> [REQUIRED ACTIONS]
a – Answer these questions from the passage on child arrangements:
(i) Besides the child's own wishes, what factor does the court take into account?
(ii) How often might regular contact typically be granted?
(iii) What can be changed to reflect changes in the parents' circumstances?
b – Transcribe everything in the passage on child arrangements from "The key consideration" down to "always approve this.".
c – Pick up the passage on child arrangements from its last sentence and continue it.

> [EXTRACT TO READ]
* * *

The key consideration is what is in the child’s best interests. The court will take into account various factors, including the child’s own wishes and the ability of each parent to look after the child.
Yes. The parents can agree this among themselves, and the court will almost always approve this.
However, if the parents cannot agree among themselves, the court will make an order determining the issue.
Yes, you can apply to the court. If the court considers that a change is in the child’s best interests, it can grant an appropriate order.
In practice, it would be unusual for the court to order that a child who has been living with one parent for some time should now live with the other. More commonly, you might go to court to get an order covering a particular issue, such as where the child should be educated or to enforce your rights to see the child.
The financial arrangements for the child’s maintenance can be changed to reflect changes in the parents’ circumstances.
You and your ex-spouse can reach agreement between yourselves as to what contact rights you have. This can include visits to the child in the home, taking the child out during the day, overnight stays and telephone calls.
If you cannot reach agreement, you can at any time apply to the court for a ‘contact’ order. The court’s decision is based on what the court thinks is in the best interests of the child, which will almost always include some contact for the non-resident parent. Typically, you might be granted regular weekly (or fortnightly) contact.
In some circumstances, it can be more difficult to obtain extensive contact rights. For example, if you have not been in contact with the child for a significant period of time since you separated from your ex, the court might want to minimise the disruption to the child’s established routine. It is also likely to be difficult if your child says that he or she does not want to see you, particularly if the court feels the child is old enough to make an informed decision.
It is normal to agree that the non-resident parent should have the right to see the child on special occasions. Your ex might also agree that you should be able to see the child for occasional longer periods, such as during an annual holiday. Specific contact rights for special occasions can be included in a contact order (see 9).

* * *

> [EXCERPTED RECORDS]
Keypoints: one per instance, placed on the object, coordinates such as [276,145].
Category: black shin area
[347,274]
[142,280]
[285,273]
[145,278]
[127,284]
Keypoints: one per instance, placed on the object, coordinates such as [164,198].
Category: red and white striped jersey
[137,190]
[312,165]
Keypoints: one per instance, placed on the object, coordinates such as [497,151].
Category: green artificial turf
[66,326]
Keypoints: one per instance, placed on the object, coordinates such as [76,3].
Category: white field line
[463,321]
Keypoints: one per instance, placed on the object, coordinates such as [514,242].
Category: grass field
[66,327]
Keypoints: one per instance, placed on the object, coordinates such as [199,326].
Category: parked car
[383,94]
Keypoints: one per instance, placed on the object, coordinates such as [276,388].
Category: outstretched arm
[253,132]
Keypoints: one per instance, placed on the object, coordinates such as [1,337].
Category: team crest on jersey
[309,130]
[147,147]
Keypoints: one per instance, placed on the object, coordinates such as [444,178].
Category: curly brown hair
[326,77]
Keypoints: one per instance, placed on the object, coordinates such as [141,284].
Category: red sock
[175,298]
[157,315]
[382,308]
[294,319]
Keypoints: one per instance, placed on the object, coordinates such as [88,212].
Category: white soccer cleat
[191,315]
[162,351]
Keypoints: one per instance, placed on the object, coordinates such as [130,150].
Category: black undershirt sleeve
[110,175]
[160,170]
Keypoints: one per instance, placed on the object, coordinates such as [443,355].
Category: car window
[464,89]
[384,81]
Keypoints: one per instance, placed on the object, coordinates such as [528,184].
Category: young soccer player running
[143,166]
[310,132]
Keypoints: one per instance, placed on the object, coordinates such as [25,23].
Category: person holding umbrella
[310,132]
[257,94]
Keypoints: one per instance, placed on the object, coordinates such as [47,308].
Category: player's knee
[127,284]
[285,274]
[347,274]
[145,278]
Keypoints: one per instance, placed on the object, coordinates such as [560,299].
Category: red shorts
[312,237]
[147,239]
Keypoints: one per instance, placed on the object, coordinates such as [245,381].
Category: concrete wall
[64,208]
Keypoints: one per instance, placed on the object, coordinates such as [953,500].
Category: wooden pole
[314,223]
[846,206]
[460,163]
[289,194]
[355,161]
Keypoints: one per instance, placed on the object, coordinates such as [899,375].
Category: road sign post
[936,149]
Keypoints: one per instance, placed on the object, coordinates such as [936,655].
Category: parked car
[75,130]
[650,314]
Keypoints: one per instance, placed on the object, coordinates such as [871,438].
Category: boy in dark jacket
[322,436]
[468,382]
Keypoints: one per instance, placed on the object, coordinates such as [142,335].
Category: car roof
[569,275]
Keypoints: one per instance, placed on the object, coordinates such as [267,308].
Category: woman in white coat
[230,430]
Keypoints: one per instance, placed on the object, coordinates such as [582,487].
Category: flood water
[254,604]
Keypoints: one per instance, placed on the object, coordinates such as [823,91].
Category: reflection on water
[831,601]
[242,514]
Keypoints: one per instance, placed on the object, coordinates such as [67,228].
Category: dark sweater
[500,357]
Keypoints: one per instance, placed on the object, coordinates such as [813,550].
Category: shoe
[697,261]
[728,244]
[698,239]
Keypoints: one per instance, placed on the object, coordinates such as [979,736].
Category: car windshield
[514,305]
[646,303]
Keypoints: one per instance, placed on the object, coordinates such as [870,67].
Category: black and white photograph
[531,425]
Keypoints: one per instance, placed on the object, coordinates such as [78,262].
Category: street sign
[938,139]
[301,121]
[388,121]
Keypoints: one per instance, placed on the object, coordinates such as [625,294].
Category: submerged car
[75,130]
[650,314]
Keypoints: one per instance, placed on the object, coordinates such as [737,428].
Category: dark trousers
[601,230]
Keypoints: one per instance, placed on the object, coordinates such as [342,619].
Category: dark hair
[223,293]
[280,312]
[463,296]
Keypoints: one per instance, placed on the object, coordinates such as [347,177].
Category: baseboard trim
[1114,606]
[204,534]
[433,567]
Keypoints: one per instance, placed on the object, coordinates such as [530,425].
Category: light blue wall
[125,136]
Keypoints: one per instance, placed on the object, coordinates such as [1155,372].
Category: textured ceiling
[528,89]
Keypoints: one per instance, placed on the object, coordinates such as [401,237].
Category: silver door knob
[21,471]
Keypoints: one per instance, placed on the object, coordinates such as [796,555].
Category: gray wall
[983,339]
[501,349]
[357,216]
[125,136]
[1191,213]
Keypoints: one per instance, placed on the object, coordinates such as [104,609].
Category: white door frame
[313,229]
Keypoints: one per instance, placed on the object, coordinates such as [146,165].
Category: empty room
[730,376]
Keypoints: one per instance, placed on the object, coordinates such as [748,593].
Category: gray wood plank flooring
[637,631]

* * *

> [ANSWERS TO THE TASKS]
a –
(i) The ability of each parent to look after the child.
(ii) Weekly (or fortnightly).
(iii) The financial arrangements for the child's maintenance.

b –
The key consideration is what is in the child’s best interests. The court will take into account various factors, including the child’s own wishes and the ability of each parent to look after the child.
Yes. The parents can agree this among themselves, and the court will almost always approve this.

c –
Other members of your family do not automatically have any rights to see your child. However, the court may allow them to apply for a contact order (see 9). As long as the court considers this to be in the child’s best interests, the application is likely to succeed.
If you have not already been granted a contact order (see 9), you can apply to the court for one.
If your ex continues to stop you seeing a child despite a contact order, you can go back to the court. In theory, the court can then take action against your ex for breaching the order: for example, the court could fine or imprison your ex. In practice, the court is usually reluctant to do this, as it is unlikely to be in the interests of the child.
This means that enforcing your contact rights can be a drawn-out and distressing process. You may need to return to court several times, and keep careful evidence of how your ex is frustrating your attempts to have the agreed contact with your child. Crucially, you must take action rather than allowing non-contact to become the status quo.
It is usually considered to be in the child’s best interests to have some contact with the non-resident parent. This is not changed by, for example, your own feelings about your ex.
If there is a genuine reason why it is not in the child’s interests to have contact with your ex – for example, if the child is at risk or a victim of abuse or violent behaviour – you can apply to the court for an order to prevent contact.
Yes. You continue to have parental responsibility, and a right to a say in how your children are brought up. If you cannot reach agreement with your ex, you can apply to the court for a specific issue order – for example, on where the child should be educated. The court’s decision will be based on what is in the child’s best interests.
As you retain parental responsibility for your children, your spouse is legally required to obtain your permission or a court order to take the children to live abroad. Your spouse is, however, generally allowed to take the children abroad for holidays of up to 28 days.
If you are concerned that your spouse plans to take your children to live abroad regardless, you can apply for a prohibited steps order to stop your spouse taking your children abroad at all. You should note, however, that your spouse can apply for a court order allowing the children to be relocated abroad if it is in their best interests.
Maintaining regular contact with your child will stop the new partner replacing you. However, it will not prevent your child forming an emotional attachment to the new partner as well. You should try to focus on your own relationship with the child, rather than ‘competing’ with the new partner.
An issue can arise over the child’s surname. For example, when the child continues to live with the mother, the mother may want to change the child’s surname to that of her new partner. You are entitled to object to this, and can take court action if the mother insists. As always, the court’s decision will be based on what is in the child’s best interests, but usually the court will not allow the change of name.
You cannot force your ex to be involved with the children (apart from taking steps to ensure that any child maintenance is paid). Indeed, if your ex does not want to be involved, it is probably in the children’s best interests that he or she is not.
The Child Support Agency (CSA) has a formula for calculating the amount of maintenance that the "non-resident parent" must pay to support children. See the Child Support Agency website or consult your solicitor for details.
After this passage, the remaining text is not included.